▶ [Documento]:
§

È Fuqua che aiuta un’altra sorella, Anna, a mettere in piedi la prima label della famiglia, la Anna Records, che ha un accordo di licenza con la Chess di Chicago. Nel frattempo, uno dei fratelli più piccoli del clan, Berry III, ex pugile, dopo il fallimento del negozio di dischi che ha aperto, decide di dedicarsi alla scrittura di canzoni. Mentre lavora alla Ford per pagare gli alimenti alla moglie da cui si sta separando, ha il tempo di firmare due successi con la sua personale etichetta, la Tamla: Reet Petite per Jackie Wilson e, nel 1959, Money (That’s What I Want) per Barrett Strong, che concede in licenza all’etichetta della sorella.

La famiglia ci mette poco a capire che Berry ha un vero talento musicale e che è il caso di studiare seriamente il music business. Per fare soldi, una casa discografica ha bisogno di avere i diritti su tutto quanto produce, ma il problema per i discografici di colore sono i flussi di cassa (Fuqua docet). Banche che prestino denaro per un’impresa così rischiosa non se ne trovano, quindi bisogna avere un flusso continuo di titoli di successo che affianchino altri introiti, in particolare quelli derivanti dalle licenze e dalla gestione degli artisti, con annesse partecipazioni radiofoniche, concerti e attività collaterali. È così che viene concepita la Motown, come un’organizzazione leggera e a basso costo che, partendo dalla produzione di dischi, si espande negli altri ambiti dell’industria musicale.

La famiglia decide infatti di finanziare la ristrutturazione di una casa al 2648 West Grand Boulevard, che viene divisa in tre parti: al piano superiore vive e lavora Berry junior, la cantina è trasformata in ufficio, sul retro viene costruito uno studio di registrazione. A ogni membro del clan è assegnato un lavoro part-time: la sorella maggiore Esther si occupa dei contratti, Fuqua si occupa dei rapporti con le radio, due dei fratelli, George e Fuller, vengono incaricati dell’amministrazione insieme alla sorella Louyce, il cui marito musicista, Ron Wakefield, si occupa degli arrangiamenti.

§

▶ [Dati raccolti]:
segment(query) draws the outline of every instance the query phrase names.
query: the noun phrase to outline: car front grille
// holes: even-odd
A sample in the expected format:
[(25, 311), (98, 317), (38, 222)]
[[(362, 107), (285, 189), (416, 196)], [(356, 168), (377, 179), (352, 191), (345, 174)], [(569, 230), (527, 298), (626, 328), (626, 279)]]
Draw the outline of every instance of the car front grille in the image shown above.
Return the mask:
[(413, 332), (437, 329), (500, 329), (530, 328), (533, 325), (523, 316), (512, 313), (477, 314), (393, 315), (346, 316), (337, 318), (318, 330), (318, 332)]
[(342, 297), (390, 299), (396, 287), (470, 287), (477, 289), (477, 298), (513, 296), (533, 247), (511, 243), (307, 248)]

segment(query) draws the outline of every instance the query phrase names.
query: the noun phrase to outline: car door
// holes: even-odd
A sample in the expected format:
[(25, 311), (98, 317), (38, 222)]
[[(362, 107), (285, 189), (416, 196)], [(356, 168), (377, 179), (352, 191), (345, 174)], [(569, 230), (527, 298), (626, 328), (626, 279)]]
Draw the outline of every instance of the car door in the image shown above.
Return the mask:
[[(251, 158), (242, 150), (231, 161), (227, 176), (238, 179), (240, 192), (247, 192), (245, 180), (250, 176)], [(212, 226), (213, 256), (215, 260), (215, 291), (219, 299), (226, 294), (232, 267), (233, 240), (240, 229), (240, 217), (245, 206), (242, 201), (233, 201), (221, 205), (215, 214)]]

§

▶ [Da svolgere]:
• a. Trascrivi il passo del testo sulla Motown che va da "È Fuqua che" fino a "all’etichetta della sorella.".
• b. Secondo il testo sulla Motown, perché la famiglia aveva bisogno di un flusso continuo di titoli di successo?

▶ [Soluzioni]:
• a.
È Fuqua che aiuta un’altra sorella, Anna, a mettere in piedi la prima label della famiglia, la Anna Records, che ha un accordo di licenza con la Chess di Chicago. Nel frattempo, uno dei fratelli più piccoli del clan, Berry III, ex pugile, dopo il fallimento del negozio di dischi che ha aperto, decide di dedicarsi alla scrittura di canzoni. Mentre lavora alla Ford per pagare gli alimenti alla moglie da cui si sta separando, ha il tempo di firmare due successi con la sua personale etichetta, la Tamla: Reet Petite per Jackie Wilson e, nel 1959, Money (That’s What I Want) per Barrett Strong, che concede in licenza all’etichetta della sorella.

• b. Per i discografici di colore il problema erano i flussi di cassa, e non si trovavano banche disposte a prestare denaro per un'impresa così rischiosa. Servivano quindi successi continui che affiancassero altri introiti, in particolare quelli delle licenze e della gestione degli artisti.